Retype the listing below line by line, keeping every character and number unchanged.
═════ Listed records ═════
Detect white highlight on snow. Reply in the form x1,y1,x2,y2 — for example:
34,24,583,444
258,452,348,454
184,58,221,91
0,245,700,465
═════
_Worked solution_
Detect white highlight on snow. Reply in the form x1,y1,x2,y2 — for example:
34,24,583,444
258,452,348,454
184,58,221,91
0,245,700,465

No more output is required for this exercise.